Aim of the task:
Extract each line from the records below that contains the string "neighbouring".

++++

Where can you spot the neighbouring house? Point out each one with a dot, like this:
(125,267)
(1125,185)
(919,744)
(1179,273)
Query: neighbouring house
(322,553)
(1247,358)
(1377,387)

++++

Right answer:
Where can you spot the neighbouring house? Point out each one with a dot, like this:
Query: neighbouring house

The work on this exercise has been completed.